• _YOUR OBJECTIVE_:
Nothing should be left out: output all of the entries exactly.

------------------------------------------------------------------------

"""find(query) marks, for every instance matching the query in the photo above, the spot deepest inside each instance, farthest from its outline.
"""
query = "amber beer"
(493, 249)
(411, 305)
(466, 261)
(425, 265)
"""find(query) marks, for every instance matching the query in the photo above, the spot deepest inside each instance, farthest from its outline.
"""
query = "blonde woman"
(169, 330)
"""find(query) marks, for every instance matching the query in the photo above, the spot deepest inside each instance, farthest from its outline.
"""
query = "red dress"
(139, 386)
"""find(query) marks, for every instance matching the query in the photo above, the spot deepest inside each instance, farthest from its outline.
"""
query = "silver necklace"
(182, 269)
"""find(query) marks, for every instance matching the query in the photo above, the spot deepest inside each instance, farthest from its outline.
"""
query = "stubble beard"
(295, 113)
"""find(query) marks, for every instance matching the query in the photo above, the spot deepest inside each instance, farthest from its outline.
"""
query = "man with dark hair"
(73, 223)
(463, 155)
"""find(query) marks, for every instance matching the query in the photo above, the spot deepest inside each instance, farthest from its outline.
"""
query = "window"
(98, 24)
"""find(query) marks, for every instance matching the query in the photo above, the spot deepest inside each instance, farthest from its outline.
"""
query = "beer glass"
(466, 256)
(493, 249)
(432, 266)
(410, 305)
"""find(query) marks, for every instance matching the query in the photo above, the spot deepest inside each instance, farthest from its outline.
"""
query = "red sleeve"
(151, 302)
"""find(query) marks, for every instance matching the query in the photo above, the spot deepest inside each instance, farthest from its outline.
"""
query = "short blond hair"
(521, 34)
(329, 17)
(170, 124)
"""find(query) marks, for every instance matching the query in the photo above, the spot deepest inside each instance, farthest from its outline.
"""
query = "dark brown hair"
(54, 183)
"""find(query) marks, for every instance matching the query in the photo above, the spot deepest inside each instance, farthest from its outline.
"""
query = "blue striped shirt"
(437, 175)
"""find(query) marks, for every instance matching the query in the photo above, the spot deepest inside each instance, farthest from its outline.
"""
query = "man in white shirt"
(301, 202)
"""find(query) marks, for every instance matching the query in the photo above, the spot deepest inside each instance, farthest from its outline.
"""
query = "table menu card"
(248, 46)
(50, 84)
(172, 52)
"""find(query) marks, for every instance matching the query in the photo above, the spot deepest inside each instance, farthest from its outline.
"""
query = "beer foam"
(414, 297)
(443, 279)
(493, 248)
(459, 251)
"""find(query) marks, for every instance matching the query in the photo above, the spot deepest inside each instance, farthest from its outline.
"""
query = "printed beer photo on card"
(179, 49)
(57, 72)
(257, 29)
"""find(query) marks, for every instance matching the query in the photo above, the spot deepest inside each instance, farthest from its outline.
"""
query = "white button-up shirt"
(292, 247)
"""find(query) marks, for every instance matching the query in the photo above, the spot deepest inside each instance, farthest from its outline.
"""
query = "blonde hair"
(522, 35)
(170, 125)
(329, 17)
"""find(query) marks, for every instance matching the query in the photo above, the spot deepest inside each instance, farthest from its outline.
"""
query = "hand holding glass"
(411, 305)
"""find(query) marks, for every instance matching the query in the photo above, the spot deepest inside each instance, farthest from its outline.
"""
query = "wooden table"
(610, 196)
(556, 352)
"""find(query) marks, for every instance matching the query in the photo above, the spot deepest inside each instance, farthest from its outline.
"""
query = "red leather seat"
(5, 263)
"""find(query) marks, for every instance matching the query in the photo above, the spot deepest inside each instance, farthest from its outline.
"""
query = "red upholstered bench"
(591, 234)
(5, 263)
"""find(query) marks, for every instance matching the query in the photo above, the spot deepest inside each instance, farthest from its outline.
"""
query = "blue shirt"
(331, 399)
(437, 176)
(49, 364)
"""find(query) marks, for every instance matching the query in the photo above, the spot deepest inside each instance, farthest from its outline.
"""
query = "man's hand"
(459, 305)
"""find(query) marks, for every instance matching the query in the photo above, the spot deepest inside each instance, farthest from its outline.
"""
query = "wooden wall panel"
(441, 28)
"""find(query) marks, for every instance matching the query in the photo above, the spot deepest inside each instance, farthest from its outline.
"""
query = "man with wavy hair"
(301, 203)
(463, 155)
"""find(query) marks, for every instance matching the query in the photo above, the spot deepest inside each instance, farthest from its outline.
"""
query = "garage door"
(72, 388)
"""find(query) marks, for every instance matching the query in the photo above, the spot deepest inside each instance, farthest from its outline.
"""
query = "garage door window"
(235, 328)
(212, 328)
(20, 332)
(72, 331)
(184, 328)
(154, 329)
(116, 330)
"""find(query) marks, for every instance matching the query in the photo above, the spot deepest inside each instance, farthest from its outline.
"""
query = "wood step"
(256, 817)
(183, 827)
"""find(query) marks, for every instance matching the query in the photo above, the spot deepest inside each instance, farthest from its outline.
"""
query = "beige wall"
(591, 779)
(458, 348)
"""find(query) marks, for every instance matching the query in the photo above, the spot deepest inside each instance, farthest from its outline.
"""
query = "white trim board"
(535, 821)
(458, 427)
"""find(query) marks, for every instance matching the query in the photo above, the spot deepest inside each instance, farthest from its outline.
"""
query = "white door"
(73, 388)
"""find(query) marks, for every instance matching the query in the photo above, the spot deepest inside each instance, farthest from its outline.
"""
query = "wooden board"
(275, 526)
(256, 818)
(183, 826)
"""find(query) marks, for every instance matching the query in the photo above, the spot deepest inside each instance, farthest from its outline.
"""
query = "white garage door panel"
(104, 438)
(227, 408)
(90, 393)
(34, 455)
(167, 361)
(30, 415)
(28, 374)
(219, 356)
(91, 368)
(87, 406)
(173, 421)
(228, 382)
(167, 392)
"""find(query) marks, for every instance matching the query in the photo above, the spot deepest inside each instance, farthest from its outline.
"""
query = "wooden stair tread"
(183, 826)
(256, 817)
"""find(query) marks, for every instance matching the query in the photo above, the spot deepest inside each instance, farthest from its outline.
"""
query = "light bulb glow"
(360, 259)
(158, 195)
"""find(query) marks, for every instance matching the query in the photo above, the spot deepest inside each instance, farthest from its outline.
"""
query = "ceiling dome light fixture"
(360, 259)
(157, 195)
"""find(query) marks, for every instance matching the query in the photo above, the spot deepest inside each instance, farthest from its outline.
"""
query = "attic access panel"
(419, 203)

------------------------------------------------------------------------

• _REPLY TO THE EXERCISE_:
"""find(query) marks, for every instance matching the query in the photo above, the spot deepest inside each instance, farthest from its outline.
"""
query = "amber beer"
(493, 249)
(411, 305)
(466, 261)
(425, 265)
"""find(query) marks, for every instance matching the query in the photo above, the spot deepest inside each instance, farthest from its outline.
"""
query = "blonde woman"
(169, 330)
"""find(query) marks, for every instance matching the query in the photo above, the spot deepest inside each instance, farthest from its outline.
"""
query = "red dress"
(139, 386)
"""find(query) marks, for every instance matching the query in the photo above, the spot deepest inside each instance, farthest from its outline.
"""
query = "silver necklace"
(182, 269)
"""find(query) marks, for every instance matching the query in the photo above, the spot deepest inside each instance, farthest from its outline.
"""
query = "stubble beard"
(295, 113)
"""find(query) marks, for every instance matching the query in the photo above, the spot deepest inside each instance, farthest from its outline.
"""
query = "man with dark hair"
(73, 223)
(463, 155)
"""find(query) marks, for every instance matching the query in the photo above, the spot deepest inside each instance, farthest from its outline.
"""
query = "window"
(98, 24)
"""find(query) marks, for every instance matching the query in the photo above, the spot deepest inside each instance, farthest from its outline.
"""
query = "beer glass"
(466, 256)
(493, 249)
(432, 266)
(410, 305)
"""find(query) marks, for every instance matching the query in the photo above, the spot deepest inside each instance, farthest from its outline.
"""
query = "red sleeve"
(151, 302)
"""find(query) marks, for every instance matching the query in the photo above, the spot deepest inside each instance, farthest from its outline.
"""
query = "short blond hair"
(521, 34)
(329, 17)
(170, 124)
"""find(query) marks, for every instance matching the query in the photo above, the spot deepest inside each instance, farthest from its outline.
"""
query = "dark brown hair"
(54, 183)
"""find(query) marks, for every instance matching the query in the photo above, the spot deepest inside each instance, farthest from its outline.
"""
query = "blue striped shirt"
(437, 175)
"""find(query) marks, for every instance matching the query in the photo above, the spot deepest inside each instance, farthest from its outline.
"""
query = "man in white shirt"
(301, 202)
"""find(query) marks, for every instance matching the query in the photo above, the spot deepest inside each instance, farthest from its outline.
"""
query = "table menu card"
(248, 46)
(50, 84)
(172, 52)
"""find(query) marks, for every instance matching the query in the photo above, the spot deepest inside each instance, farthest from its outline.
"""
query = "beer foam"
(414, 297)
(443, 279)
(493, 248)
(459, 251)
"""find(query) marks, for every instance matching the query in the photo above, the spot deepest inside each instance, farthest from its outline.
"""
query = "printed beer photo on card"
(179, 49)
(57, 72)
(257, 29)
"""find(query) marks, for every instance matching the query in the photo above, the spot deepest inside each instance, farthest from its outline.
"""
query = "white button-up shirt"
(292, 247)
"""find(query) marks, for every instance matching the query in the photo above, the spot deepest inside each instance, farthest from its outline.
"""
query = "blonde hair"
(522, 35)
(170, 125)
(329, 17)
"""find(query) marks, for every instance matching the query in the photo above, the spot deepest inside each instance, farthest from its outline.
"""
query = "hand holding glass"
(411, 305)
"""find(query) marks, for every instance matching the query in the photo above, the spot deepest inside each instance, farthest from its outline.
"""
query = "wooden table"
(610, 196)
(556, 352)
"""find(query) marks, for every instance matching the query in the photo above, the spot deepest inside each instance, farthest from its outline.
"""
query = "red leather seat"
(5, 263)
"""find(query) marks, for every instance matching the query in the photo above, the spot deepest inside each instance, farthest from its outline.
"""
query = "red upholstered bench"
(591, 234)
(5, 263)
"""find(query) marks, for every instance matching the query in the photo above, the spot deepest inside each instance, farthest from its outline.
"""
query = "blue shirt"
(331, 399)
(437, 176)
(49, 364)
"""find(query) marks, for every instance matching the query in the photo above, the spot deepest inside each instance, farthest from its outline.
"""
query = "man's hand"
(459, 305)
"""find(query) marks, for every instance matching the query in the photo above, the spot deepest inside each instance, farthest from its outline.
"""
query = "wooden wall panel"
(441, 28)
"""find(query) marks, for every instance matching the query in the photo above, the spot deepest inside each instance, farthest from its outline.
"""
query = "man with wavy hair"
(301, 203)
(463, 155)
"""find(query) marks, for every instance matching the query in the photo above, the spot deepest inside each instance, farthest from its outline.
"""
query = "garage door"
(72, 388)
"""find(query) marks, for every instance matching the query in the photo above, the spot deepest inside each instance, farthest from its outline.
"""
query = "garage door window"
(235, 328)
(212, 328)
(20, 332)
(72, 331)
(184, 328)
(154, 329)
(116, 330)
"""find(query) marks, for every instance matching the query in the photo above, the spot deepest inside each instance, farthest from its outline.
"""
query = "wood step"
(256, 817)
(183, 827)
"""find(query) marks, for every instance matching the query in the photo above, the spot deepest inside each instance, farthest from its outline.
"""
query = "beige wall"
(591, 779)
(458, 348)
"""find(query) marks, for every instance matching the query in the photo above, the spot deepest inside each instance, farthest from its outline.
"""
query = "white trim board"
(535, 821)
(458, 427)
"""find(query) marks, for every instance matching the query in the photo above, the spot deepest inside each instance, farthest from its outline.
"""
query = "white door"
(73, 388)
"""find(query) marks, for every instance matching the query in the photo above, the spot deepest inside each instance, farthest from its outline.
"""
query = "wooden board"
(275, 526)
(256, 818)
(183, 826)
"""find(query) marks, for every instance matching the query in the photo above, the spot deepest inside each instance, farthest from its outline.
"""
query = "white garage door panel"
(104, 438)
(227, 408)
(90, 393)
(34, 455)
(167, 361)
(30, 415)
(28, 374)
(219, 356)
(91, 368)
(87, 406)
(173, 421)
(228, 382)
(167, 392)
"""find(query) marks, for every instance matching the query in the photo above, the spot deepest inside each instance, farthest from its outline.
"""
query = "wooden stair tread"
(183, 826)
(256, 817)
"""find(query) marks, for every instance matching the query in the photo above, the spot deepest inside each instance, farthest from its outline.
"""
query = "light bulb glow"
(360, 259)
(158, 195)
"""find(query) marks, for every instance matching the query in the photo above, the spot deepest inside each instance, farthest from its outline.
"""
query = "ceiling dome light fixture"
(360, 259)
(157, 195)
"""find(query) marks, for every instance matching the query in the photo above, the spot deepest inside each instance, farthest from its outline.
"""
query = "attic access panel"
(419, 203)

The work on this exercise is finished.